Set problem 1:
Answer these questions using the keyedstablehash release notes below, one answer per line:
(a) How do the release notes describe the behavior of Python's built-in hash()?
(b) What length does the usage example require for the secret key?
(c) What command do the notes give for installing this version from PyPI?
Set problem 2:
Carry on the keyedstablehash release notes below, starting right after the final line of the usage example.

Source document:
------------

Releases: shloktech/keyedstablehash
keyedstablehash 0.0.5
Release Notes: keyedstablehash v0.0.5
🎉 Initial Release
We are excited to announce the release of keyedstablehash v0.0.5! This library provides a robust solution for generating stable, deterministic hashes for Python objects (dictionaries, lists, primitives) with the added security of a secret key.
Unlike Python's built-in hash(), which is randomized per process, keyedstablehash ensures that the same data structure always produces the same hash, making it perfect for caching, data verification, and distributed systems.
🚀 Key Features
- Stable Hashing: Guarantees deterministic output across different Python sessions and environments.
- Keyed Support: specific focus on allowing a "secret key" (salt) to be mixed into the hash, similar to HMAC, preventing hash collision attacks or unauthorized verification.
- Deep Traversal: Recursively handles nested dictionaries and lists to ensure the entire object structure is hashed.
- Type Agnostic: Supports standard Python primitives (
str,int,float,bool,None) and collections.
📦 Installation
You can install the package directly from PyPI:
pip install keyedstablehash==0.0.5
💻 Usage Example
Here is a quick example of how to use the library to generate a stable hash for a dictionary:
1. Hashing Python Objects
Generate stable hashes for complex, nested structures.
from keyedstablehash import stable_keyed_hash
# Your secret key (must be 16 bytes)
secret_key = b"\x01" * 16
# A complex, messy object
data = {
"id": 101,
"tags": {"python", "data", "secure"}, # Sets are auto-sorted
"meta": {"created_at": 167888, "active": True}
}
h = stable_keyed_hash(data, key=secret_key)

------------

Provided material:
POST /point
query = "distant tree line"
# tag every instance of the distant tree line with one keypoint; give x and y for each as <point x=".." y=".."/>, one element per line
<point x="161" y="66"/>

------------

Output 1:
(a) It is randomized per process.
(b) The secret key must be 16 bytes.
(c) pip install keyedstablehash==0.0.5

Output 2:
print(f"Hex: {h.hexdigest()}")
# -> Hex: 4a1b... (Deterministic across runs)
print(f"Int: {h.intdigest()}")
# -> Int: 8392... (uint64)2. Streaming API
Mirrors the standard hashlib interface for data streams.
from keyedstablehash import siphash24
secret_key = b"\x01" * 16
s = siphash24(key=secret_key)
s.update(b"chunk_one")
s.update(b"chunk_two")
print(s.hexdigest())3. Dataframe Vectorization (The Power Feature)
Hash entire columns in Pandas, Polars, or Arrow. This is essential for data de-duplication, shuffling, or anonymization
pipelines.
import pandas as pd
import pyarrow as pa
from keyedstablehash import hash_pandas_series, hash_arrow_array
secret_key = b"\x01" * 16
# --- Pandas ---
df = pd.DataFrame({"user_id": ["u1", "u2", "u1"]})
df["hash"] = hash_pandas_series(df["user_id"], key=secret_key)
# Result: A Series of uint64 hashes
print(df["hash"])
# --- PyArrow ---
arr = pa.array(["alpha", "beta", "gamma"])
hashes = hash_arrow_array(arr, key=secret_key)
# Result: A pyarrow.Array(uint64)
print(hashes)